▶ _Stated exercise_:
Rewrite the listing below from the line containing "point: child in line" through the end of the listing, both included, and keep the requests. Multiply each point coordinate in the answers by 1.9, rounding to whole numbers with halves going up.

▶ _Stored data_:
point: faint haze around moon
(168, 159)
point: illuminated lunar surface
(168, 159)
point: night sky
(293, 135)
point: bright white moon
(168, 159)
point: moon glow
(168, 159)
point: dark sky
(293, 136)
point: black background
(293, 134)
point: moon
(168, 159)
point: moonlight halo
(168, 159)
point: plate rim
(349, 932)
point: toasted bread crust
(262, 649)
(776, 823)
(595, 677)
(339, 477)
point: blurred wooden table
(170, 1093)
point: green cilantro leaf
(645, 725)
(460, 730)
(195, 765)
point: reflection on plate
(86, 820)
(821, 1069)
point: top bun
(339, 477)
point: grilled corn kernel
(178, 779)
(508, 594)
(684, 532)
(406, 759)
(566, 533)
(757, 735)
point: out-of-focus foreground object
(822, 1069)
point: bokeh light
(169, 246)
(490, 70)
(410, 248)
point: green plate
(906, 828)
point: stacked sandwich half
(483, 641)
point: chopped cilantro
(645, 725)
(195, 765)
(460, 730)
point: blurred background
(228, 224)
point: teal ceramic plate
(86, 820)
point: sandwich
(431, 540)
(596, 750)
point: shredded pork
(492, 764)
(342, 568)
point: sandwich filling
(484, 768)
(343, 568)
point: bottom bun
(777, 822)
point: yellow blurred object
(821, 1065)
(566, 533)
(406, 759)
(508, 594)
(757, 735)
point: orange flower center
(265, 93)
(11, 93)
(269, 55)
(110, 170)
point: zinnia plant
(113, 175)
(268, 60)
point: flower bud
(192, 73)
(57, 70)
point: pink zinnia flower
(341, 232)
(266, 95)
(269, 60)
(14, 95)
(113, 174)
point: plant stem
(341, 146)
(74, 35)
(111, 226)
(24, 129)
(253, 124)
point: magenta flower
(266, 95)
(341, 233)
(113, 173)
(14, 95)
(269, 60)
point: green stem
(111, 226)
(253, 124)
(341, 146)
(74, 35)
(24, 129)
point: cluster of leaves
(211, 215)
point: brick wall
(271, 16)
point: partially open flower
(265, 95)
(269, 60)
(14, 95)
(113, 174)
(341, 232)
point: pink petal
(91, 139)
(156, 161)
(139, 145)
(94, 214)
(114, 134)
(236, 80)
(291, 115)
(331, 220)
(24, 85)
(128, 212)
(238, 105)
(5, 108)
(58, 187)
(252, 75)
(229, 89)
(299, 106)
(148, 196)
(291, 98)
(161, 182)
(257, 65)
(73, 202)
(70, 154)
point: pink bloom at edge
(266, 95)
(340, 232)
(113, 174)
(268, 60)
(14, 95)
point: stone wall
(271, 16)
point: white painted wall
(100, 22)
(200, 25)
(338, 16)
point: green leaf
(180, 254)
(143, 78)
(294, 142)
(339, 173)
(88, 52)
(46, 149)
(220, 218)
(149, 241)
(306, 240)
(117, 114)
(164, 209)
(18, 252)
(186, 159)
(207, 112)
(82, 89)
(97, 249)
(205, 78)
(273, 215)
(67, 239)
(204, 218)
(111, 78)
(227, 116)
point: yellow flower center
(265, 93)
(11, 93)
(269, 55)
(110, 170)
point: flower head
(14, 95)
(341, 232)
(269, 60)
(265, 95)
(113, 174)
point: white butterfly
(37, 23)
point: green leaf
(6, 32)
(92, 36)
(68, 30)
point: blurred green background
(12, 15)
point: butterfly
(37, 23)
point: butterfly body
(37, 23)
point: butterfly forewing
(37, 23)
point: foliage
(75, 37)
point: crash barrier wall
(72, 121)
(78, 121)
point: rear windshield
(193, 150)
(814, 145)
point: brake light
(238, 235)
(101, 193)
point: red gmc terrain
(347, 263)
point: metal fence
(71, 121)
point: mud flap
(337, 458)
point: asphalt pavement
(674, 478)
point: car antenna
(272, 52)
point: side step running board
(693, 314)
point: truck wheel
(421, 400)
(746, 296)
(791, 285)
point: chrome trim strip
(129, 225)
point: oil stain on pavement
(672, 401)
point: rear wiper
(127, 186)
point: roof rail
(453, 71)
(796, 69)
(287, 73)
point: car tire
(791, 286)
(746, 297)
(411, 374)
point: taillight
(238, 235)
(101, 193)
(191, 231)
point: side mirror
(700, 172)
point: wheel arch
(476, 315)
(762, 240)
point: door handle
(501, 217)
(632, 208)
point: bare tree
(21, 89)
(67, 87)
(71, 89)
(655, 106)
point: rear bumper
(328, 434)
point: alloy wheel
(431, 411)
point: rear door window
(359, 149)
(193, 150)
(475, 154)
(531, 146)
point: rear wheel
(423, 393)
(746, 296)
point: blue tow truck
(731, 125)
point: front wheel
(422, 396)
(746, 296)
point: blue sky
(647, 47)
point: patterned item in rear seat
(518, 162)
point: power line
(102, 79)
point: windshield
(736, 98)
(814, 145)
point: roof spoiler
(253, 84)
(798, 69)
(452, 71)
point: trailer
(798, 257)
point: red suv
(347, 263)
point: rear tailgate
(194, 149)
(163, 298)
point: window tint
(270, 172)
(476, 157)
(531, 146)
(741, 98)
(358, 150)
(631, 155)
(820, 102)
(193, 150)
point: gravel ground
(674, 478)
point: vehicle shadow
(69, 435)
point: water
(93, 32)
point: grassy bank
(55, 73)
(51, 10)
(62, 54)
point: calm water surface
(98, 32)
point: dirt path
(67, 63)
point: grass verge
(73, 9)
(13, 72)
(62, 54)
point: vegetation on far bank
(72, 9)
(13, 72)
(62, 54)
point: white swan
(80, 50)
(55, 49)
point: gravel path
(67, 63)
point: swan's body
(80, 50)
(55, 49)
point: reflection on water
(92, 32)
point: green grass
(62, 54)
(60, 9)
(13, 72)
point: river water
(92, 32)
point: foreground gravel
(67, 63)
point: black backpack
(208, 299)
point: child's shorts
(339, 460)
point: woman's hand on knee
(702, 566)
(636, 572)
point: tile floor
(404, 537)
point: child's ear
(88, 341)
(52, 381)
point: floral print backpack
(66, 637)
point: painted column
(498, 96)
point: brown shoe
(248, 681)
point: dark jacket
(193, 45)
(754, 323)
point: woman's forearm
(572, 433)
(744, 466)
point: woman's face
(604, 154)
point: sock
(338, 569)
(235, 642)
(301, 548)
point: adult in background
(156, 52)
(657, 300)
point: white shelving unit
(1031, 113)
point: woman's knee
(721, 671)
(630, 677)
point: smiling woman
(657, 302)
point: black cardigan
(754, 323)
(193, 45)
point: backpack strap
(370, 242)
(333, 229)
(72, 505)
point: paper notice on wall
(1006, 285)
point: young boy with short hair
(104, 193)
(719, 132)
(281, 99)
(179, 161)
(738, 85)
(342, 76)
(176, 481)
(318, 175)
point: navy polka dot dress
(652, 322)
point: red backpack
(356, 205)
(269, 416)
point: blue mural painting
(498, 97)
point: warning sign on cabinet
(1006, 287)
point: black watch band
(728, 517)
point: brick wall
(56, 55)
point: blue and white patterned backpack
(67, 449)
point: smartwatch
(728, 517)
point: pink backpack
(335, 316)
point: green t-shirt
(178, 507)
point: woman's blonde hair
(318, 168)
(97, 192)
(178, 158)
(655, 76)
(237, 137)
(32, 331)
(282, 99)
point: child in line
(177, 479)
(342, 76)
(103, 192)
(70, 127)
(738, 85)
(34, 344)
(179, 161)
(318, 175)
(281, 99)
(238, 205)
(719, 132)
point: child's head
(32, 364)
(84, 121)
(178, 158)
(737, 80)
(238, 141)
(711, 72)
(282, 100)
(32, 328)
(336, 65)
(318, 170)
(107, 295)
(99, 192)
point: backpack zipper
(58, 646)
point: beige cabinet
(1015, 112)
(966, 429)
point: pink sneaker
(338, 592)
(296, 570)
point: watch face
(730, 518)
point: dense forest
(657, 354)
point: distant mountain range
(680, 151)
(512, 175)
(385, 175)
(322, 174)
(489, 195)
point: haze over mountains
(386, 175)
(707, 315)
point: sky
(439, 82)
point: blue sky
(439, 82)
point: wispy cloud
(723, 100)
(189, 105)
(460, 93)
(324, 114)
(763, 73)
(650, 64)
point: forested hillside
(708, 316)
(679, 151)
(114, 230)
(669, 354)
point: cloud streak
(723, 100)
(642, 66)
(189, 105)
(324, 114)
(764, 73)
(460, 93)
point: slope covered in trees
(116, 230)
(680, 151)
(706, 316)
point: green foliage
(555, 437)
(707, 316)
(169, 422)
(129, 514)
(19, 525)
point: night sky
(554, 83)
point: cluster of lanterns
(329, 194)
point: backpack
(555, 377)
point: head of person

▶ _The response_:
point: child in line
(336, 910)
(650, 144)
(196, 365)
(133, 241)
(1402, 162)
(65, 654)
(340, 306)
(604, 333)
(534, 188)
(452, 390)
(1366, 251)
point: child's head
(61, 692)
(160, 230)
(338, 300)
(1400, 152)
(452, 268)
(1351, 137)
(536, 190)
(61, 623)
(638, 124)
(604, 323)
(203, 561)
(188, 365)
point: backpack zipper
(110, 1227)
point: beige cabinet
(1929, 213)
(1835, 815)
point: pink sneaker
(642, 1125)
(562, 1083)
point: watch face
(1387, 984)
point: dense forest
(1248, 673)
point: distant mountain range
(1292, 287)
(973, 333)
(732, 333)
(612, 331)
(929, 371)
point: haze over mountains
(733, 333)
(1343, 599)
point: sky
(834, 156)
point: blue sky
(834, 156)
point: wispy cloud
(1374, 190)
(359, 200)
(874, 177)
(616, 217)
(1450, 139)
(1235, 122)
point: forested hillside
(1345, 600)
(1290, 287)
(217, 437)
(1271, 673)
point: cloud streak
(1374, 190)
(1220, 125)
(359, 200)
(616, 217)
(1452, 139)
(874, 177)
point: slope covered in trees
(220, 437)
(1292, 287)
(1341, 600)
point: green foliage
(1055, 830)
(1343, 600)
(321, 802)
(245, 977)
(36, 998)
point: night sky
(1053, 158)
point: cluster of lanterns
(625, 369)
point: backpack
(1055, 716)
point: head of person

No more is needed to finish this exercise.